═══ Input for this task ═══
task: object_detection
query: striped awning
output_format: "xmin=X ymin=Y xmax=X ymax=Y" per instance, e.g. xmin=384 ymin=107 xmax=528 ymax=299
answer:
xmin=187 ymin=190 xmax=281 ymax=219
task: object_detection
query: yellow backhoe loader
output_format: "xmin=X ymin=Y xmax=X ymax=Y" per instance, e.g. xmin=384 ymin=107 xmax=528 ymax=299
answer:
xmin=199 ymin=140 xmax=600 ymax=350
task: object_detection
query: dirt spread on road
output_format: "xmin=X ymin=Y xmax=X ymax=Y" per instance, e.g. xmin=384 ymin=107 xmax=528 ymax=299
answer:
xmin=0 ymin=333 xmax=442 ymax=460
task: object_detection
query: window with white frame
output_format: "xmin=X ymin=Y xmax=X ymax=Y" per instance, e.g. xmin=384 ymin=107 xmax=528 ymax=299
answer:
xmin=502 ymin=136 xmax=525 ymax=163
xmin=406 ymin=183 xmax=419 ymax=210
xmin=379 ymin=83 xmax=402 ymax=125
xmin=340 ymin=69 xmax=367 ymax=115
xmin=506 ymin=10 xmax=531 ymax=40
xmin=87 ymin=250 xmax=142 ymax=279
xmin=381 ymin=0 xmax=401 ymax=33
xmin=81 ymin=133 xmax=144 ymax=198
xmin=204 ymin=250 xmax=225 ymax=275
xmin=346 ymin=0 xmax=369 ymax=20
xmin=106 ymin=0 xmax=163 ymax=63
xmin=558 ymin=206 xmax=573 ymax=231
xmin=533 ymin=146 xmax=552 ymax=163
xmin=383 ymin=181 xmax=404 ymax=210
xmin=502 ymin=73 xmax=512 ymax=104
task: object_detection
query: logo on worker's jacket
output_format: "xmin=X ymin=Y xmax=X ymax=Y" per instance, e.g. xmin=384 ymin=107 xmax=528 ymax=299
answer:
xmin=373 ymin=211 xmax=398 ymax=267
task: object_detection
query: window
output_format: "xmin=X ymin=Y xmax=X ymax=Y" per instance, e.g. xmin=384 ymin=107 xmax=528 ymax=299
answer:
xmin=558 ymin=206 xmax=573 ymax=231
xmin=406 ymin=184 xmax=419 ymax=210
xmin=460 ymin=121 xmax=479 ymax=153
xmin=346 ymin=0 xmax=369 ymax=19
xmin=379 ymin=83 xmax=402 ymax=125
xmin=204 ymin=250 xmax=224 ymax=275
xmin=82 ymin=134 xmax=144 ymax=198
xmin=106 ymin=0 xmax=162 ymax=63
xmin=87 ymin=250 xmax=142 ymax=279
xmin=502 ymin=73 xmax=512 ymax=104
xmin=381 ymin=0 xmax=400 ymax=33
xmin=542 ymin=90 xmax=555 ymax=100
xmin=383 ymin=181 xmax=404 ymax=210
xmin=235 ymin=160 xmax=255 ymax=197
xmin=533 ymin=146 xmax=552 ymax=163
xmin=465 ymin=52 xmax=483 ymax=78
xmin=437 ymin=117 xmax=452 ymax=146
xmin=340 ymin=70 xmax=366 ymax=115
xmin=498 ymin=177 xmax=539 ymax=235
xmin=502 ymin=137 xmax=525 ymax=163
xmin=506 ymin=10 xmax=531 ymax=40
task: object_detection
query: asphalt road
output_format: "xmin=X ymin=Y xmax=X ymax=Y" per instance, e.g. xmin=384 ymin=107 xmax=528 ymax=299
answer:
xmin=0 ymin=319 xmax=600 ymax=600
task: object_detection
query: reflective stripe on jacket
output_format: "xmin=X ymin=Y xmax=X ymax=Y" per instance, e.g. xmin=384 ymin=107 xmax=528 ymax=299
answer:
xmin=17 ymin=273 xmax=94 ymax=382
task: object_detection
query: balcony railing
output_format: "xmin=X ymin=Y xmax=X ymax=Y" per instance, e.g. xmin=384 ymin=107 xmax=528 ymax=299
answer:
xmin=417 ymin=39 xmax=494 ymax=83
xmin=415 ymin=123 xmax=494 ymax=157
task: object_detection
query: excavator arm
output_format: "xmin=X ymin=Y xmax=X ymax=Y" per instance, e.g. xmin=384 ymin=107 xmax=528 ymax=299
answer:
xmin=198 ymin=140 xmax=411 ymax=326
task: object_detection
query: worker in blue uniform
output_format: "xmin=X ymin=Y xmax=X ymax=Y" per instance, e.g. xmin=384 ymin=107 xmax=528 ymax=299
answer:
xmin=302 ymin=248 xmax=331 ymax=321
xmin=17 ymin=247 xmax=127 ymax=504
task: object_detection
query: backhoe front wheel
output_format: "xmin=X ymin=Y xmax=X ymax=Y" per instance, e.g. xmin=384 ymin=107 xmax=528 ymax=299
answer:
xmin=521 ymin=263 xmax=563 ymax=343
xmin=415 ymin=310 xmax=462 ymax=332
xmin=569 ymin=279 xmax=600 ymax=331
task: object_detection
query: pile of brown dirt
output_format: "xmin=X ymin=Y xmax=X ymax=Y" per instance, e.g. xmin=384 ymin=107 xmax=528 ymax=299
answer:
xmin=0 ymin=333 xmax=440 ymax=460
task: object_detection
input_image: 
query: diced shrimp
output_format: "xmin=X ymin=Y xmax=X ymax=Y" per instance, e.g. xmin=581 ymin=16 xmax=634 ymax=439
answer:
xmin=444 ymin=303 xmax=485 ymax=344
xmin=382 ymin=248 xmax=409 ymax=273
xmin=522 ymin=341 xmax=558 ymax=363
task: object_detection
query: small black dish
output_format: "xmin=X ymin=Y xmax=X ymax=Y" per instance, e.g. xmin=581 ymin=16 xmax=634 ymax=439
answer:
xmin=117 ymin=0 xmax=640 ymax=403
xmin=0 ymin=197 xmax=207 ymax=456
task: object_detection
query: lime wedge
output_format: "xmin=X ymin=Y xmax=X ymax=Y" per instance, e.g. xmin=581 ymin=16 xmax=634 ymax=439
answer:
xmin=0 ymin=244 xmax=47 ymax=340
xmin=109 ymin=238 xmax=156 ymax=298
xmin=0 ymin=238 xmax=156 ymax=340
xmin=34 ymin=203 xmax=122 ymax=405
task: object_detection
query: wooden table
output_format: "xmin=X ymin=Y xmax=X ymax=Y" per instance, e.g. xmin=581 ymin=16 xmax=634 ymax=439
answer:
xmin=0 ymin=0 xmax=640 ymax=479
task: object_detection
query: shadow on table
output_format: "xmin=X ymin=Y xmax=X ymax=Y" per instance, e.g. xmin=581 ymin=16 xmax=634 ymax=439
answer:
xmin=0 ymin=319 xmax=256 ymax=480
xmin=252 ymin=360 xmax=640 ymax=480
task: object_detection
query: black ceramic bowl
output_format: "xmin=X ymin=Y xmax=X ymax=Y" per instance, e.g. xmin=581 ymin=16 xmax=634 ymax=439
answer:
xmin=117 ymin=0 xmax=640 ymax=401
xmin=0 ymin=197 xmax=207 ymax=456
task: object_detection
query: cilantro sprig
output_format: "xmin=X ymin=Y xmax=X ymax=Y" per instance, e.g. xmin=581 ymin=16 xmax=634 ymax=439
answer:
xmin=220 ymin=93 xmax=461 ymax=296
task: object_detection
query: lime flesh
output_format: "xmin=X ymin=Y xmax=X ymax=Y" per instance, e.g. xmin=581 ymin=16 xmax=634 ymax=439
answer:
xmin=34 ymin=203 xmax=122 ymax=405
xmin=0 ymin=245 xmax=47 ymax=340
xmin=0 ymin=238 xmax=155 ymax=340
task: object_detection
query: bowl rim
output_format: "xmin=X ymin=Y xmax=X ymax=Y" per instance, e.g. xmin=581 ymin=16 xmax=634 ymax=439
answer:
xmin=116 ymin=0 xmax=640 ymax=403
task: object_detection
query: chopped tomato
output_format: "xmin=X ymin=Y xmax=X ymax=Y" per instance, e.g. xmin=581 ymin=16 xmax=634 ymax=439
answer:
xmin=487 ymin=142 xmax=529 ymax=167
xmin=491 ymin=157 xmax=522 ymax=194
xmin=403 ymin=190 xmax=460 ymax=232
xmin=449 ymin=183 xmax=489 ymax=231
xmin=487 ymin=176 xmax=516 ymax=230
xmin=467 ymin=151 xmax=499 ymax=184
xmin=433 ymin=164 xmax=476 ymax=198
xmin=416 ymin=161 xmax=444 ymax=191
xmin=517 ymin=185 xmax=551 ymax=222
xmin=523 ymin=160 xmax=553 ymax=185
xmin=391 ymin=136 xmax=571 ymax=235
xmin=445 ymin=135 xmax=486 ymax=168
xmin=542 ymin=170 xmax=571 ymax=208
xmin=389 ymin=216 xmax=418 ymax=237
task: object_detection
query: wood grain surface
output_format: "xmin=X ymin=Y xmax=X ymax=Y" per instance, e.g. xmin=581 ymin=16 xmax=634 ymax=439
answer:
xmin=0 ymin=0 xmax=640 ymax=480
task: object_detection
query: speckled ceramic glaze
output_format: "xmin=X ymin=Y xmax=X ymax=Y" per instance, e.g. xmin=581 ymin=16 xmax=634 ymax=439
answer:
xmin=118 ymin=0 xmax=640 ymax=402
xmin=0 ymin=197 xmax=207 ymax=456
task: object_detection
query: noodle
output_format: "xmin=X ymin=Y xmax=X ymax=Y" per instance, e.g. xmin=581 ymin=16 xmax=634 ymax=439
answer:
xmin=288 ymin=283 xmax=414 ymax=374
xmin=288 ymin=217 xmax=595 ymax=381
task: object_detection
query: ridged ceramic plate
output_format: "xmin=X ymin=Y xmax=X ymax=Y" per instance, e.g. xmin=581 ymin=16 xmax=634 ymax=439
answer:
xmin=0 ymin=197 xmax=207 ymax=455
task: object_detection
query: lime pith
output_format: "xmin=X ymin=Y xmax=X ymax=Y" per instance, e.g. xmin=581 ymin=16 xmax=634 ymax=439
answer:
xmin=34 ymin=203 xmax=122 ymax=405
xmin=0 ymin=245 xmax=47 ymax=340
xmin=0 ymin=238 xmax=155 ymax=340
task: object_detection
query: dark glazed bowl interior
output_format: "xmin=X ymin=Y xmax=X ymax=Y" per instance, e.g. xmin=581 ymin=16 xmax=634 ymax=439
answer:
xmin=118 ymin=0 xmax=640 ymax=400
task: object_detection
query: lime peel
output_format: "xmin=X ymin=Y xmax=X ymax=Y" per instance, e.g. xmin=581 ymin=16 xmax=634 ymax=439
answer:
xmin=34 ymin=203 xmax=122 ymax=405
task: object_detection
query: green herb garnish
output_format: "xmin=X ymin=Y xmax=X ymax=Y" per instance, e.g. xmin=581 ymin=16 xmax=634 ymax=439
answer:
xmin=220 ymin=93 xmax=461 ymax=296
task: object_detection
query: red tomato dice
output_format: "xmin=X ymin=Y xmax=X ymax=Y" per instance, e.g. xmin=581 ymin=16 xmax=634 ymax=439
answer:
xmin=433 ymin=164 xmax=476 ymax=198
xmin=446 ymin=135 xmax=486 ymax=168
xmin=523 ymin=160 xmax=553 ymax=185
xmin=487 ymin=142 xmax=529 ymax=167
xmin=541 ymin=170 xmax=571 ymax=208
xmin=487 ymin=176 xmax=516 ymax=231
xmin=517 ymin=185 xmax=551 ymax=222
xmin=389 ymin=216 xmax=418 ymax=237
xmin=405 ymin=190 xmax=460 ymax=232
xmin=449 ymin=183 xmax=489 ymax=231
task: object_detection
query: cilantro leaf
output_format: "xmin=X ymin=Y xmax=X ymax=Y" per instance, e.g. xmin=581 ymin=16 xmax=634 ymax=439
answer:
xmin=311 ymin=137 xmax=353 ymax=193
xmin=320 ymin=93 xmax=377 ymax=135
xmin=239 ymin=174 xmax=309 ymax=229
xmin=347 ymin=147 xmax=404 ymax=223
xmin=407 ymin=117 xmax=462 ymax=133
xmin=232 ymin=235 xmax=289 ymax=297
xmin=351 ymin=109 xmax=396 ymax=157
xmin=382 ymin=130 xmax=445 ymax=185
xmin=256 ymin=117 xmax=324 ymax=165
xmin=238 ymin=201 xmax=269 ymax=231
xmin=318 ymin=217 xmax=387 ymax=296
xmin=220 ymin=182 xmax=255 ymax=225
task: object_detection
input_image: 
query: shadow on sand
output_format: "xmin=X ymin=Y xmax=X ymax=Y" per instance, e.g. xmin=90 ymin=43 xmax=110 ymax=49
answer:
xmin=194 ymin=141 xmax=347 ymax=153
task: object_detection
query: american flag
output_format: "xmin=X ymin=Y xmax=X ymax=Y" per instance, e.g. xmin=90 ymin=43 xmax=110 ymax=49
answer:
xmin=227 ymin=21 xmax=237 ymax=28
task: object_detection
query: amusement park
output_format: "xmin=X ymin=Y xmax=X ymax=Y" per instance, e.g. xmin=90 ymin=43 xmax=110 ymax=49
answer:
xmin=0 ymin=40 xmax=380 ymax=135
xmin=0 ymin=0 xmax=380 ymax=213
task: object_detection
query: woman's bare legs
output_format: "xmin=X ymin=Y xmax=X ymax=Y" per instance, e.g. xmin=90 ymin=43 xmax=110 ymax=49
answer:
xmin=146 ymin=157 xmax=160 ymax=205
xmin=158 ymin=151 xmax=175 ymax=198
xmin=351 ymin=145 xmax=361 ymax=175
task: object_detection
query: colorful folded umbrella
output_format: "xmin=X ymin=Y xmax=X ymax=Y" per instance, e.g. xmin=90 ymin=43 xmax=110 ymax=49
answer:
═══
Challenge: Count the lines in the records above that contain the string "table", and give only the number.

Answer: 2